→ ABOUT THIS TASK:
Copy from the hybrid corn history below, word for word, the passage starting at "G.H. Shull, a" and ending at "the poor vigor of the inbred parents.".

History of Research at the U.S. Department of Agriculture and Agricultural Research Service
About 95 percent of our corn acreage now is planted to hybrid corn. We produce at least 20 percent more corn on 25 percent fewer acres than in 1930, when seed of hybrid corn became available in quantity to American farmers. From the time of the first settlers, who obtained corn from the Indians, farmers selected seed ears from the standing stalk or from the crib. They entered the best ears of these open-pollinated varieties in fairs and shows, and people thought the prizewinners would pass on their superiority to their progeny and so improve yields. It did not turn out that way.
G.H. Shull, a geneticist at Cold Spring, Harbor, N.Y., started experiments in 1906 on inheritance in corn. From them came important observations on the reduction in vigor on inbreeding and the restoration of vigor on crossing. They provided the basis for hybrid corn. Studies of inbreeding were made at other experiment stations. The general opinion was that hybrid corn was not feasible because of the poor vigor of the inbred parents.
Open-pollinated varieties are maintained by mass selection. Windborne pollen effects fertilization, and there is no control of the male parentage. Inbred lines are developed by a combination of inbreeding and selection. Inbreeding involves the transfer of pollen from an individual plant to the silks of the same plant. This process is repeated for several generations until the strain becomes stable, or true breeding. Selection is practiced in each generation to maintain only the superior types. Cross-breeding involves the crossing of selected parents. Single crosses are produced by crossing two inbred lines. Double crosses are produced by crossing two different single crosses.
D.F. Jones, who was in charge of research on corn at the Connecticut Agricultural Experiment Station, suggested in 1918 the double-cross hybrids involving four inbred parents, which partly removed the limitation imposed by poor vigor of the inbred parents. The use of this system of crossing male hybrid corn commercially feasible. The first commercial double-cross hybrid, Burr-Leaming, was released and recommended by the Connecticut station in 1921.
Many of the State and Federal inbreeding and hybridization programs were started in the early twenties. Basic genetic theory was inadequate to serve as a guide. New procedures were required. Many persons contributed to this phase of the development. Hundreds of inbred lines were isolated, and these were evaluated in thousands of crosses.
When the best of them became commercially available, some farmers were reluctant to adopt them, but demonstration plantings and field observations proved the worth of the hybrids. The demand for hybrid seed in 1935 in the Corn Belt exceeded production, and the hybrid seed industry developed rapidly.
The production of hybrid seed requires careful control of the parents. During the experimental phases of developing inbred lines and hybrids, this control is accomplished by covering the ear shoots and tassels with bags and transferring pollen of the desired type by hand. In commercial seed production, control is achieved by the isolation of the seed fields and by the removal of tassels, before shedding of the pollen begins, from the rows to be used as female parents. Detasseling originally was done by crews walking through the field pulling tassels before the pollen was shed. Machines were developed later to carry the workers through the seed fields.

→ GIVEN DATA:
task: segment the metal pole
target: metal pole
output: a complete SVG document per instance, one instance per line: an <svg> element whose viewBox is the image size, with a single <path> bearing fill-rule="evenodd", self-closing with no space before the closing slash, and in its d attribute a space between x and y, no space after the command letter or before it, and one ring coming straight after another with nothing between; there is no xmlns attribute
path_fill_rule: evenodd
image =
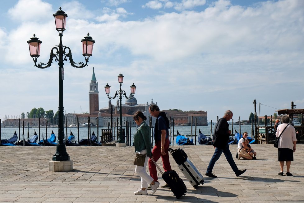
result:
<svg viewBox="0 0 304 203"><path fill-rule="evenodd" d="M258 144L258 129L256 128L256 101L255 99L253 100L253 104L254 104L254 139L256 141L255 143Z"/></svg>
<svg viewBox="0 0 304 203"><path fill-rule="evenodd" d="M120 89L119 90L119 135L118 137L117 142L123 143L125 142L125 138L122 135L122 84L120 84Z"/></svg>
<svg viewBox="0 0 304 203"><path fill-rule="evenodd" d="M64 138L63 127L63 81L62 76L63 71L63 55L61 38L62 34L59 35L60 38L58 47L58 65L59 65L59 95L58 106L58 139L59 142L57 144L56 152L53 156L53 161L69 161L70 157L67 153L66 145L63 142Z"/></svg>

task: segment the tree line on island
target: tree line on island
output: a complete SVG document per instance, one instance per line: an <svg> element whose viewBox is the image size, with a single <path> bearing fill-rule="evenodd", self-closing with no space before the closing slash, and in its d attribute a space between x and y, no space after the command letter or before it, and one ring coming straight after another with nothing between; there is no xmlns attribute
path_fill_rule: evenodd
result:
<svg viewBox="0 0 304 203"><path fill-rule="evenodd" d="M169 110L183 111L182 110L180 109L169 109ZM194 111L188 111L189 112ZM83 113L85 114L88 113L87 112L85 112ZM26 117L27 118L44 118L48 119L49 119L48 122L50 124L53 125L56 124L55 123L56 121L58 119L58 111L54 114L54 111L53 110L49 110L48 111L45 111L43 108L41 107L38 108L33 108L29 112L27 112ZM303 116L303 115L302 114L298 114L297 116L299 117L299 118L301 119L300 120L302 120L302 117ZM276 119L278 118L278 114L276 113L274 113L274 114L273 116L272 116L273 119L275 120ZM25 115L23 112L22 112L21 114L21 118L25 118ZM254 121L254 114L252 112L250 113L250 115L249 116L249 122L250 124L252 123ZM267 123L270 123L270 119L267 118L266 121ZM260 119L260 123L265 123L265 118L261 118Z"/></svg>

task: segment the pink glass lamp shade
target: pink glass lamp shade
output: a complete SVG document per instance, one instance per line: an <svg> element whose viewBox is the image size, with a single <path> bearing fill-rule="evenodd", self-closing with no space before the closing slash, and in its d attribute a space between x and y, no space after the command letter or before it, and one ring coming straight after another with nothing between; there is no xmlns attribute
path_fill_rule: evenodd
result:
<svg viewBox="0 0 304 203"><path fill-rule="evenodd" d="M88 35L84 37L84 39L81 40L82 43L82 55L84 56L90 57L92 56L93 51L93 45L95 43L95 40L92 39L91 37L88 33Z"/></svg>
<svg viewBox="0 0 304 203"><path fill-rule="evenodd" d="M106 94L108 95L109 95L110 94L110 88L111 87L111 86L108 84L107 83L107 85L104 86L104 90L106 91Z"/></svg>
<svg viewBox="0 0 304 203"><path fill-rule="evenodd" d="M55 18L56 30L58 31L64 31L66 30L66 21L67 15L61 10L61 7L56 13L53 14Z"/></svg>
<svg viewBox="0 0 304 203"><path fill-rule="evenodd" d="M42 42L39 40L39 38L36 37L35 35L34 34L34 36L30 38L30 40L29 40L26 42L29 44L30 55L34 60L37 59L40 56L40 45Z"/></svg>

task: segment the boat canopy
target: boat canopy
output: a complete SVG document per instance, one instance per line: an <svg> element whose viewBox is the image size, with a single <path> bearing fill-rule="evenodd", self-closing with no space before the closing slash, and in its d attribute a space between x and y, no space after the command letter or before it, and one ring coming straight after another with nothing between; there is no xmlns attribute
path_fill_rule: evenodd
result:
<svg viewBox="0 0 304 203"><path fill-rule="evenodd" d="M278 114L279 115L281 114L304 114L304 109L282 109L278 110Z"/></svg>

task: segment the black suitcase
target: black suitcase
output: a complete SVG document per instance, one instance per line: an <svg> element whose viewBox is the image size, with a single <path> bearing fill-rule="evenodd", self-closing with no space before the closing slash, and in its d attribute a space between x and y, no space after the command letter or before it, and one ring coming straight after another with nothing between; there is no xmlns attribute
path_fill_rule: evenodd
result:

→ RESPONSE TO THIS EXERCISE:
G.H. Shull, a geneticist at Cold Spring, Harbor, N.Y., started experiments in 1906 on inheritance in corn. From them came important observations on the reduction in vigor on inbreeding and the restoration of vigor on crossing. They provided the basis for hybrid corn. Studies of inbreeding were made at other experiment stations. The general opinion was that hybrid corn was not feasible because of the poor vigor of the inbred parents.